* Belge Bölümü
___
"İçtihat Metni"
...
MAHKEMESİ : Samsun Bölge Adliye Mahkemesi 4. Hukuk Dairesi
SAYISI : 2023/350 E., 2023/341 K.
DAVA TARİHİ : 07.06.2021
KARAR : İstinaf başvurusunun kabulü ile yeniden esas hakkında hüküm kurma
İLK DERECE MAHKEMESİ : Aybastı Asliye Hukuk (Aile) Mahkemesi
SAYISI : 2021/107 E., 2022/302 K.
Taraflar arasındaki boşanma davasından dolayı yapılan yargılama sonunda İlk Derece Mahkemesince davanın kabulü ile tarafların boşanmalarına ve boşanmanın fer'îlerine karar verilmiştir.
Kararın davacı kadın vekili tarafından nafaka ve tazminatların miktarı yönlerinden istinaf edilmesi üzerine, Bölge Adliye Mahkemesince başvurunun kısmen kabulü ile İlk Derece Mahkemesi hükmünün ilgili bölümleri kaldırılarak yeniden esas hakkında hüküm kurulmasına karar verilmiştir.
Bölge Adliye Mahkemesi kararı davalı erkek vekili tarafından kusur belirlemesi, tazminatlar ve yoksulluk nafakası ile miktarları ve yoksulluk nafakasına süresiz olarak hükmedilmesi ile kadın lehine hükmedilen tazminatlara faiz işletilmesi yönlerinden temyiz edilmekle; kesinlik, süre, temyiz şartı ve diğer usul eksiklikleri yönünden yapılan ön inceleme sonucunda;
6100 sayılı Hukuk Muhakemeleri Kanunu'nun (6100 sayılı Kanun) öngördüğü yargılama sistemine göre ilk derece mahkemesinin kesin olmayan kararına karşı önce istinaf yoluna başvurulabilmektedir. İstinaf başvurusu üzerine bölge adliye mahkemesince, başvuran tarafın istinaf başvurusunun usulden ya da esastan reddine karar verilebilir veya ilk derece mahkemesi kararı kaldırılarak yeniden hüküm kurulabilir. Bu durumda bölge adliye mahkemesi kararına karşı, istinaf başvurusu reddedilen tarafın ya da istinaf incelemesi sonucunda ilk derece mahkemesi kararı kaldırılarak yeni hüküm kurulması hâlinde aleyhine karar verilen tarafın temyiz hakkı bulunmaktadır. Başka bir deyişle istinaf başvurusunun reddi hâlinde bölge adliye mahkemesi kararına karşı temyiz hakkı sadece istinaf başvurusu reddedilen tarafa ait olup bu hâlde ilk derece mahkemesi kararını istinaf etmeyen tarafın temyiz hakkı bulunmamaktadır.
___
* Görevler
a - Boşanma davasına ilişkin karar metninden, "Taraflar arasındaki boşanma" sözlerinin geçtiği yerden başlayıp "kurulmasına karar verilmiştir." sözlerinden sonra biten kısmı aynen çıkarır mısınız?
b - Boşanma davasına ilişkin karar metnini, son cümlesinden sonrasından itibaren devam ettirir misiniz?

* Sağlanan Malzeme
___
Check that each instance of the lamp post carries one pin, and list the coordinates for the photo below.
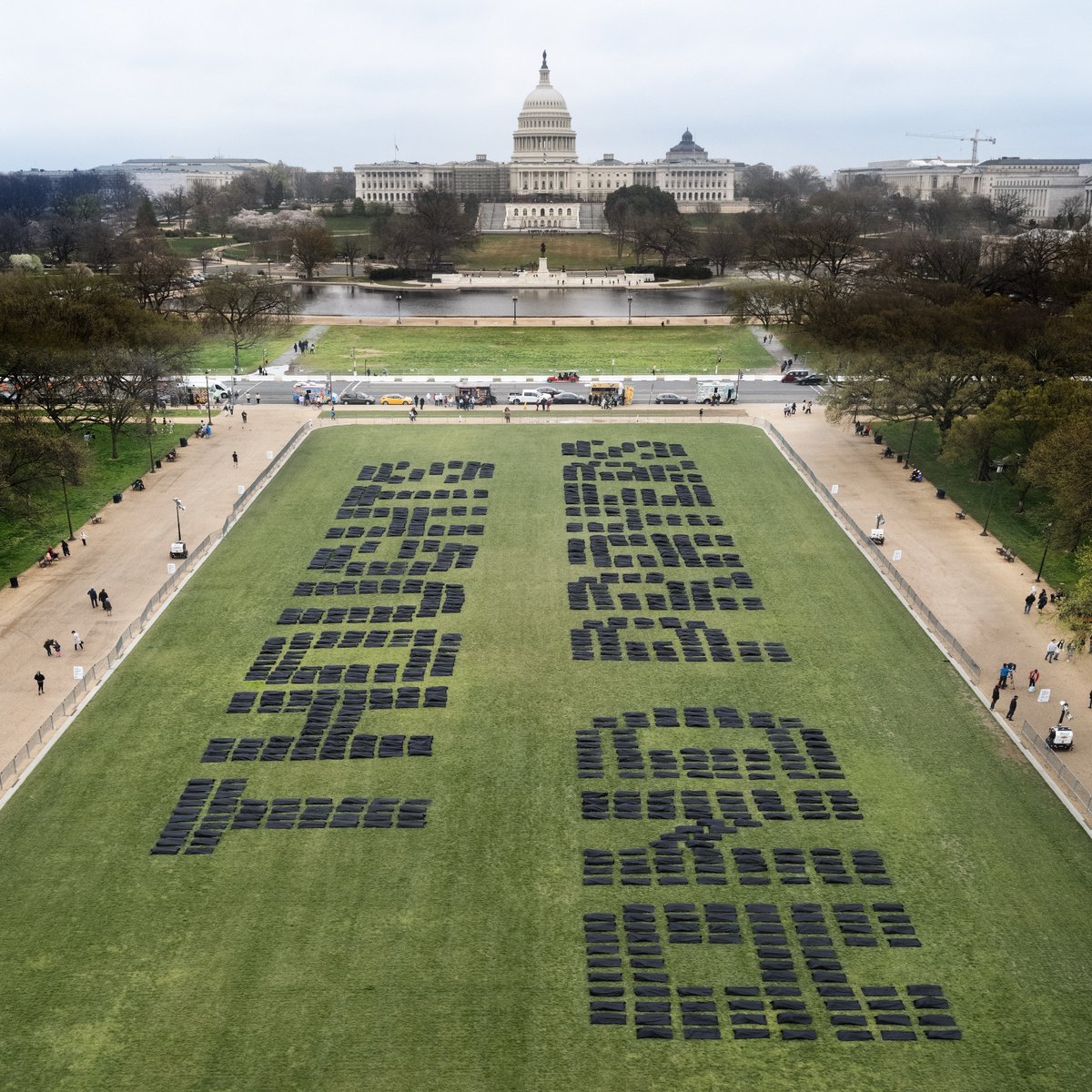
___
* Görev Çıktıları
a -
Taraflar arasındaki boşanma davasından dolayı yapılan yargılama sonunda İlk Derece Mahkemesince davanın kabulü ile tarafların boşanmalarına ve boşanmanın fer'îlerine karar verilmiştir.
Kararın davacı kadın vekili tarafından nafaka ve tazminatların miktarı yönlerinden istinaf edilmesi üzerine, Bölge Adliye Mahkemesince başvurunun kısmen kabulü ile İlk Derece Mahkemesi hükmünün ilgili bölümleri kaldırılarak yeniden esas hakkında hüküm kurulmasına karar verilmiştir.

b -
Somut uyuşmazlıkta, İlk Derece Mahkemesince verilen boşanma ve ferilerine ilişkin karara karşı davalı tarafça istinaf yoluna başvurulmamış olup, davacı vekilinin miktarlara yönelik istinaf başvurusu ise kısmen kabul edilmiştir. Hâl böyle iken İlk Derece Mahkemesinin kusur belirlemesi, tazminatlar ve yoksulluk nafakasının kabulü ve nafakanın ödeme şekli yönünden verilen hükmü davalı erkek vekili tarafından istinaf başvurusuna konu edilmeyerek kesinleşmiştir. Bu nedenle, davalı erkek vekilinin istinaf edilmeyerek kesinleşen bu yönlere ilişkin temyiz dilekçesinin reddine karar vermek gerekmiştir.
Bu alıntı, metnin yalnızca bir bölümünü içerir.